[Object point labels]
--

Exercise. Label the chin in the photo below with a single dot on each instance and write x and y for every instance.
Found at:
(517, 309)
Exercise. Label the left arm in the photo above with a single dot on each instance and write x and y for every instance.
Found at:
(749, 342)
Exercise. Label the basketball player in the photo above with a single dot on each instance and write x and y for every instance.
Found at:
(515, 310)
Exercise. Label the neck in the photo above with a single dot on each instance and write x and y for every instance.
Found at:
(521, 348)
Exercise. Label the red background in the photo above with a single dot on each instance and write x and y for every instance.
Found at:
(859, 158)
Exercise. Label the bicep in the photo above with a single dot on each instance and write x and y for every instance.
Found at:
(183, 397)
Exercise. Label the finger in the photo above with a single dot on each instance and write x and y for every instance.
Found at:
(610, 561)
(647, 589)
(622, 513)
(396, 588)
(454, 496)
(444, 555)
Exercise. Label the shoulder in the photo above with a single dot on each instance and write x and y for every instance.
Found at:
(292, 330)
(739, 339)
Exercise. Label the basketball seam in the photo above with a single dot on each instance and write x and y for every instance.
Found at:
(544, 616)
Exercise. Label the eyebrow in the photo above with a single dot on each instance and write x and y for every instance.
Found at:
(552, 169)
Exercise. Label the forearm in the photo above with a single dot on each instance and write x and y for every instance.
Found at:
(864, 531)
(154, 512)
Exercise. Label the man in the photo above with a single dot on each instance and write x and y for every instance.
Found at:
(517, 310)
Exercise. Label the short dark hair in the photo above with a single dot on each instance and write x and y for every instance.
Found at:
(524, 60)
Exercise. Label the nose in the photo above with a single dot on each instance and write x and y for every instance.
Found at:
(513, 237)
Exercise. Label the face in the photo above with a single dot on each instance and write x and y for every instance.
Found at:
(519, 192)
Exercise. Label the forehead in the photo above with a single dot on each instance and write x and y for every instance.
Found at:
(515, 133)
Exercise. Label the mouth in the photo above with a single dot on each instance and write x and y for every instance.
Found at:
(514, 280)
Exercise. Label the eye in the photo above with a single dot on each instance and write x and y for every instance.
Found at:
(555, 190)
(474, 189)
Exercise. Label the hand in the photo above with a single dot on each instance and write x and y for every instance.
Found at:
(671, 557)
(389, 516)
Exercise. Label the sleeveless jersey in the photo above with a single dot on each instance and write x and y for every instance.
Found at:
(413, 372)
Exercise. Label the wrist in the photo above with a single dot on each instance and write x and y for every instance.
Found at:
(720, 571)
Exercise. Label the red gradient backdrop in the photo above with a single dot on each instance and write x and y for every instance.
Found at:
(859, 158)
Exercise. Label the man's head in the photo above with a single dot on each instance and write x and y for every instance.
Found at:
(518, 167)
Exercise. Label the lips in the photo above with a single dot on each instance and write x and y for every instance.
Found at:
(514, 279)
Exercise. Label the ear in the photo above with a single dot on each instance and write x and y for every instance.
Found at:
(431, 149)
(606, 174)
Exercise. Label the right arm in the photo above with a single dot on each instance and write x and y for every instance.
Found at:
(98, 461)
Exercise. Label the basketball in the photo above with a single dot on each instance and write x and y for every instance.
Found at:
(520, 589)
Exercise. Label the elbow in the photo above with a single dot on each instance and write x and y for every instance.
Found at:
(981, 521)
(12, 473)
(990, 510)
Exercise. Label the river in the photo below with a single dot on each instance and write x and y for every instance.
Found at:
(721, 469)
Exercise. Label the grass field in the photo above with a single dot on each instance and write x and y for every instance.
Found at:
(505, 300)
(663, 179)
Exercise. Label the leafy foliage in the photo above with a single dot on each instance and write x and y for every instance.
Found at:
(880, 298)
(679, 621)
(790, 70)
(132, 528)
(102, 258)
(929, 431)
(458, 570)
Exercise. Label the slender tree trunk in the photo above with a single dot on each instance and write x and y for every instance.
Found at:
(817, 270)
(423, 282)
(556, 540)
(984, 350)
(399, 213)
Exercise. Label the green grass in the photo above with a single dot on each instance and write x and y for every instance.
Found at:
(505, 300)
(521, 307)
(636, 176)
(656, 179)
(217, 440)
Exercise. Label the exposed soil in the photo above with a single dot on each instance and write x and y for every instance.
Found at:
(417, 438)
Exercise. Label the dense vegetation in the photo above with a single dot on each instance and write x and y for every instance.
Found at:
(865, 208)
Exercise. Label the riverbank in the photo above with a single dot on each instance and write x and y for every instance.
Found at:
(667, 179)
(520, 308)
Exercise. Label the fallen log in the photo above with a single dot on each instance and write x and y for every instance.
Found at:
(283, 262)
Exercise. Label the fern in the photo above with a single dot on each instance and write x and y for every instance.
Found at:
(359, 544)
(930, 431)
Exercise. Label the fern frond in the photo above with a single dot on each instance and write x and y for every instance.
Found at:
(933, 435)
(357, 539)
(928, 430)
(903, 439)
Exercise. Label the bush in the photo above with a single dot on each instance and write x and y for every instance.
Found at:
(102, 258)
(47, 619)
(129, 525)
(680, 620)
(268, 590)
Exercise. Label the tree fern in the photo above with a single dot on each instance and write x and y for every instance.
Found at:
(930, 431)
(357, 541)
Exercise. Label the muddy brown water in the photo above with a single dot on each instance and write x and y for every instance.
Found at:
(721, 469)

--

→ **Goal**:
Every line of the records above needs to be given again exactly.

→ **Problem solution**:
Exercise. Label the chin in the photo below with a single dot on each instance and write x and y for every instance.
Found at:
(517, 309)
Exercise. Label the left arm in the photo above with a single dot on each instance and write x and y for every instance.
Found at:
(749, 342)
Exercise. Label the basketball player in the photo above with a single dot on each instance and write x and y for every instance.
Found at:
(515, 310)
Exercise. Label the neck in the photo above with a single dot on each instance and write x and y for every instance.
Found at:
(521, 348)
Exercise. Label the red background in the photo above with a single dot on each instance and write x and y for every instance.
Found at:
(859, 158)
Exercise. Label the bicep in the photo above with a single dot on each instance and write x and y for every instance.
Found at:
(183, 397)
Exercise. Label the finger in the photo above with a single dot on each instance and write x and y for every instance.
Found at:
(610, 561)
(647, 589)
(622, 513)
(396, 588)
(454, 496)
(444, 555)
Exercise. Label the shoulder in the photo above with a single dot on each instance and write x and y for every instance.
Found at:
(292, 330)
(739, 339)
Exercise. Label the basketball seam in the photo above with a single dot on each instance and write x and y for every instance.
Found at:
(544, 616)
Exercise. Label the eyebrow in the photo above with a single dot on each instance and write x and y for every instance.
Found at:
(552, 169)
Exercise. Label the forearm in the photo above with a single dot on each instance and write x and y for every instance.
Found at:
(864, 531)
(154, 512)
Exercise. Label the man in the photo above with a single dot on each instance and write x and y for every instance.
Found at:
(517, 310)
Exercise. Label the short dark hair in the photo above with a single dot on each instance and write x and y for every instance.
Found at:
(524, 60)
Exercise. Label the nose in the photo above with a single dot on each instance and write x and y for every instance.
Found at:
(513, 237)
Exercise. Label the face in the photo above with a single dot on each instance and write x and y for every instance.
Found at:
(519, 192)
Exercise. Label the forehead in the photo above with a single dot on each instance and write x and y for every instance.
Found at:
(515, 133)
Exercise. Label the mouth in the photo above with a single dot on each instance and write x and y for every instance.
Found at:
(514, 280)
Exercise. Label the eye in the photo above with a single dot on each instance and write x and y for every instance.
Found at:
(555, 190)
(474, 189)
Exercise. Label the hand in the photo above with a single dot on each instance and write x and y for every instance.
Found at:
(671, 557)
(389, 516)
Exercise. Label the sleeveless jersey in the photo above with a single dot on each instance and write x and y for every instance.
Found at:
(413, 372)
Exercise. Label the wrist in the photo above with a single dot on each instance and write x and y for every instance.
Found at:
(720, 571)
Exercise. Label the red gradient backdrop in the photo above with a single dot on each instance and write x and y for every instance.
Found at:
(859, 158)
Exercise. Label the man's head in the photo above with a single dot on each instance and write x and y for every instance.
Found at:
(518, 167)
Exercise. Label the lips in the photo above with a single dot on each instance and write x and y for every instance.
Found at:
(514, 279)
Exercise. Label the ear in the photo above with a single dot on each instance and write x and y for every instance.
Found at:
(431, 149)
(606, 174)
Exercise. Label the right arm in the photo above with a single dot on each instance and write x and y for every instance.
Found at:
(98, 461)
Exercise. Label the basketball in the photo above with a single dot on each instance and write x and y for every instance.
Found at:
(520, 589)
Exercise. Label the elbow in the photo above with a single dot on each instance and write x and y for every instance.
Found at:
(981, 521)
(12, 473)
(990, 510)
Exercise. Label the river in the photo below with a single dot on each instance and write x and y for every instance.
Found at:
(721, 469)
Exercise. Label the grass field in the photo above with a single dot on each instance and write x and y for every instance.
Found at:
(505, 300)
(663, 179)
Exercise. Label the leafy foliage in the photo above with a single dot on each instance and write x and y for every instance.
Found at:
(880, 298)
(679, 621)
(790, 70)
(132, 528)
(102, 258)
(929, 431)
(458, 570)
Exercise. Label the slender tree trunk in the photo above with a single dot on each instance and write x and y for every instance.
Found at:
(817, 270)
(423, 282)
(556, 540)
(984, 350)
(399, 213)
Exercise. Label the green grass in the photo above with a single dot on each instance and write x and y for every instance.
Found at:
(505, 300)
(521, 307)
(636, 176)
(656, 179)
(217, 440)
Exercise. Label the exposed soil in the photo above with a single dot on each instance and write x and y for every instance.
Found at:
(417, 438)
Exercise. Label the dense vegetation in the photo above with a single dot on each instance and write x and y for every instance.
Found at:
(865, 208)
Exercise. Label the riverbank in the photo above with a single dot on each instance and write x and y for every instance.
Found at:
(667, 179)
(520, 308)
Exercise. Label the fallen log in the photo above with a single dot on each instance and write x and y for every instance.
Found at:
(283, 262)
Exercise. Label the fern in the photo above with a single dot on each instance and write x and y for every instance.
Found at:
(359, 544)
(930, 431)
Exercise. Label the fern frond in the photo above with a single dot on each instance and write x and y for every instance.
Found at:
(933, 435)
(357, 539)
(928, 430)
(903, 439)
Exercise. Label the bush in the photo above with a single dot on each instance and write x and y for every instance.
Found at:
(102, 258)
(47, 619)
(129, 525)
(680, 620)
(268, 590)
Exercise. Label the tree fern in the photo above with a single dot on each instance and write x and y for every instance.
Found at:
(930, 431)
(357, 541)
Exercise. Label the muddy brown water in the photo above with a single dot on each instance and write x and y for every instance.
Found at:
(721, 469)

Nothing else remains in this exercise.